__Tasks__
- a) In the forum thread about PyPI, which two programming languages are said to be growing popular with malware authors?
- b) Quote the forum thread about PyPI, everything from "what's a bit" down to "which this is.".
- c) Write what comes next in the forum thread about PyPI, picking up after its last line.

__Document segment__
^^^^^^^^^^^^^^^^
Isn't that because sometimes the tesla software might be at fault?

HL33tibCe7 3 years ago | |

It’s unusual for malware.

selfmodruntime 3 years ago | | |

Yes, but only for the time being. I‘ve recently published a paper on the topic. Rust and Golang are getting immensely popular with malware authors.

almet 3 years ago |

It's still the same story : PyPI still doesn't have a way to automatically detect interactions with the network and the filesystems for the submitted packages. It's a complex thing to do for sure, but that would be a welcome addition, I guess.

blibble 3 years ago |

why does pypi/pip still not have namespacing?

Maven sorted this out 20 years ago

what's a bit sad is the python packaging's authority survey from a few months ago seemed to be mostly interested in vision and mission statements

rather that building a functional set of tools

woodruffw 3 years ago | |

Namespacing is not a security boundary: it's a usability feature that helps users visually distinguish between packages that share the same name but different owners. I don't think it would meaningfully affect things like package index spam, which this is.

(This is not a reason not to add namespacing; just an observation that it's mostly irrelevant to contexts like this.)

blibble 3 years ago | | |

obviously, but it allows delegation of trust onto other systems (like the DNS)

example: the package named "aws" on pypi was created by some random guy and has been abandoned for years

if pypi/pip supported namespacing that would be info.randomdude.aws instead

and amazon's packages would be under com.amazon

not being able to namespace internal packages is another security issue that is substantially improved with proper namespacing

to be blunt: not supporting it at this point is reckless and irresponsible

(I note you're part of pypa!)
^^^^^^^^^^^^^^^^
__Data for review__
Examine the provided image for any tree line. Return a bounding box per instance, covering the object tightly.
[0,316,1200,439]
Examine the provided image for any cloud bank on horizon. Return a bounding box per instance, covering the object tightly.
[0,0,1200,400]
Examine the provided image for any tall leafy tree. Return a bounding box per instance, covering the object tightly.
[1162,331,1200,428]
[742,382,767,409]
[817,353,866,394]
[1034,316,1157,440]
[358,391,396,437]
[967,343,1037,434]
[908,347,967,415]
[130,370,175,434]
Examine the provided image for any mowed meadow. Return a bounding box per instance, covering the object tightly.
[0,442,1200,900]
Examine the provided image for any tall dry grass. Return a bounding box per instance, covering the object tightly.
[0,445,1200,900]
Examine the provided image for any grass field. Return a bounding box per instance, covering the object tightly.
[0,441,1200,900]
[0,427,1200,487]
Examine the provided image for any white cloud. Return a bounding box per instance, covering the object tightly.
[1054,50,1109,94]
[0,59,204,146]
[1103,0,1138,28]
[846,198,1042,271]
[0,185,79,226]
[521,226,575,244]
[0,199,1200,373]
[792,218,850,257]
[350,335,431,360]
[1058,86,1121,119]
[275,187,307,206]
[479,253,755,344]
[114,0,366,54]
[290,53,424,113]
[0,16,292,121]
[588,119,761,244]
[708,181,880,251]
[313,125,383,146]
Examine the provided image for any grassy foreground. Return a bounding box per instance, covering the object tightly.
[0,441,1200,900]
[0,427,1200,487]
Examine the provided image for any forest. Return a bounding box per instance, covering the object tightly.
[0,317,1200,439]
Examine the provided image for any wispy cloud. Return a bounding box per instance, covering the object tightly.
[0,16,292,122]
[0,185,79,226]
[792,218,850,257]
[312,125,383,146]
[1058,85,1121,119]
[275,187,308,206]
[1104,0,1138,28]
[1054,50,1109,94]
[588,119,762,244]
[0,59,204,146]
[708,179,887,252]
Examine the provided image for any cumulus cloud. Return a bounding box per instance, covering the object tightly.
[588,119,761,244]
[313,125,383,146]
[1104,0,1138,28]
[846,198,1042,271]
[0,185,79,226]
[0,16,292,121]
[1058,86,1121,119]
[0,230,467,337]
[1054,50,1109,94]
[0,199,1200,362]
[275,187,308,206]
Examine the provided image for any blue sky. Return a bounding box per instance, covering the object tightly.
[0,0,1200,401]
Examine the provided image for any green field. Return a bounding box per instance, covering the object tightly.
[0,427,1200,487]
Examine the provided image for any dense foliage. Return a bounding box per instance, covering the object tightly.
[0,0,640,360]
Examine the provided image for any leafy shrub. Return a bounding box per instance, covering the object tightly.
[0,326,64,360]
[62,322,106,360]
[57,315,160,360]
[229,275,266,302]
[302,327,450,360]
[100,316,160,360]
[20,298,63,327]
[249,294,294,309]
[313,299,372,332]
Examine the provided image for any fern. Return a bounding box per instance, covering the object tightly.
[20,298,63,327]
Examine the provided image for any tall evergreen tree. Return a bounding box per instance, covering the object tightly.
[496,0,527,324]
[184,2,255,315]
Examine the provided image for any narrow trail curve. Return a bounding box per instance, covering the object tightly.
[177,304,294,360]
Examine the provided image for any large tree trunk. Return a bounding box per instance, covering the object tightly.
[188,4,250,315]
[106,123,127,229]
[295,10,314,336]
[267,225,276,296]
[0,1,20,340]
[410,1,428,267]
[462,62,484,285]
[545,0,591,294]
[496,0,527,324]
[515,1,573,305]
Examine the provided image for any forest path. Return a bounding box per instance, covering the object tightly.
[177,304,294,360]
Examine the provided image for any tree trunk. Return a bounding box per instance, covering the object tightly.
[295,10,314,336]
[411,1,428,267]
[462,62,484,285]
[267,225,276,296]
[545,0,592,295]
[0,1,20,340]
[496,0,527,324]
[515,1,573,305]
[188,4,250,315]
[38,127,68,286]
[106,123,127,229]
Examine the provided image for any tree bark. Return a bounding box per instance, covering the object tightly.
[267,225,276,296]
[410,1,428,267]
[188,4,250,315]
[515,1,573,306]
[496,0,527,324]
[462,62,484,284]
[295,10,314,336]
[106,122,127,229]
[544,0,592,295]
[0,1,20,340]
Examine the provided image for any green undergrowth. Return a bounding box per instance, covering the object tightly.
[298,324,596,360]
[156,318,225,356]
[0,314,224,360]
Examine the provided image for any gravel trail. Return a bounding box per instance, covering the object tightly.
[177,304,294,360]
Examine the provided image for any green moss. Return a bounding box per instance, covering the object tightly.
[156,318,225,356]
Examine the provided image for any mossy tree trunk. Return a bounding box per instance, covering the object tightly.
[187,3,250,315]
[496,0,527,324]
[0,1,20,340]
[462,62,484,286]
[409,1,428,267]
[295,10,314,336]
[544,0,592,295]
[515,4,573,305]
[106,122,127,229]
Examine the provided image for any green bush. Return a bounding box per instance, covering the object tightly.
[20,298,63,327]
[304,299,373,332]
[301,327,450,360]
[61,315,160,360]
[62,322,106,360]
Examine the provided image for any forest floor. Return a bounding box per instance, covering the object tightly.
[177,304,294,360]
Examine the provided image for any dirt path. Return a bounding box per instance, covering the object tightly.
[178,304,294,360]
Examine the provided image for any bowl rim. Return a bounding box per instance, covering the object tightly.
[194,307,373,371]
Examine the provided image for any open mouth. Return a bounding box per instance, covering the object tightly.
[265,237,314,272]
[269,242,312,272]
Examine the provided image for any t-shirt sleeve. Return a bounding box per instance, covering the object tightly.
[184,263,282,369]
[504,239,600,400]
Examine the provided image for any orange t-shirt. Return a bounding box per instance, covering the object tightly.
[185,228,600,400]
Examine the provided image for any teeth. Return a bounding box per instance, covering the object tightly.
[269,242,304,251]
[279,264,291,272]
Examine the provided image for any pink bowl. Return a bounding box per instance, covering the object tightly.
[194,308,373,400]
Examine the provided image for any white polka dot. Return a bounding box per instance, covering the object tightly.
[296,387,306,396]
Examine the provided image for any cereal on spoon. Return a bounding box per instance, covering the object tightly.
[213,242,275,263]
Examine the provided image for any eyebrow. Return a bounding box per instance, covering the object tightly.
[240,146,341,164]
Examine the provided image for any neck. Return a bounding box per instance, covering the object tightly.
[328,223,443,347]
^^^^^^^^^^^^^^^^
__Answers given__
- a) Rust and Golang.

- b)
what's a bit sad is the python packaging's authority survey from a few months ago seemed to be mostly interested in vision and mission statements

rather that building a functional set of tools

woodruffw 3 years ago | |

Namespacing is not a security boundary: it's a usability feature that helps users visually distinguish between packages that share the same name but different owners. I don't think it would meaningfully affect things like package index spam, which this is.

- c)
Riverheart 3 years ago | | |

It can be if you implement it to be so. Just let people create an allowlist of approved vendors for their organization or project from those namespaces. This handles not having to approve individual packages from trusted entities like Google, Microsoft, etc. Update the list when new vendors are needed. Reuse elsewhere as necessary.

Maybe the list can be hosted on an internal server for other employees to reuse. Hosting all the packages internally is overkill. Trusting the world by default is overkill.

Now "pip install gooogle/package"

"Hey User, gooogle/package is not from a trusted namespace. Did you mean google/package which is similar and trusted? Or would you like to add gooogle to your local trust file?"

The lack of any kind of curated feeds that only lists verified or popular packges is tragedy. There should be a reasonable way of allowing clients to protect themselves from a typo.

lelandbatey 3 years ago |

Interestingly, all the packages, even the ones from today, have all been taken down. So too have all the files that were being hosted on Dropbox.

photochemsyn 3 years ago |

Wow this site runs a lot of JavaScript, speaking of aggressive data collection.

https://blog.hubspot.com/website/data-mining

ianai 3 years ago |

Even animals in the wild agree to peace around the watering hole.

readthenotes1 3 years ago | |

Someone forgot to tell the crocodiles...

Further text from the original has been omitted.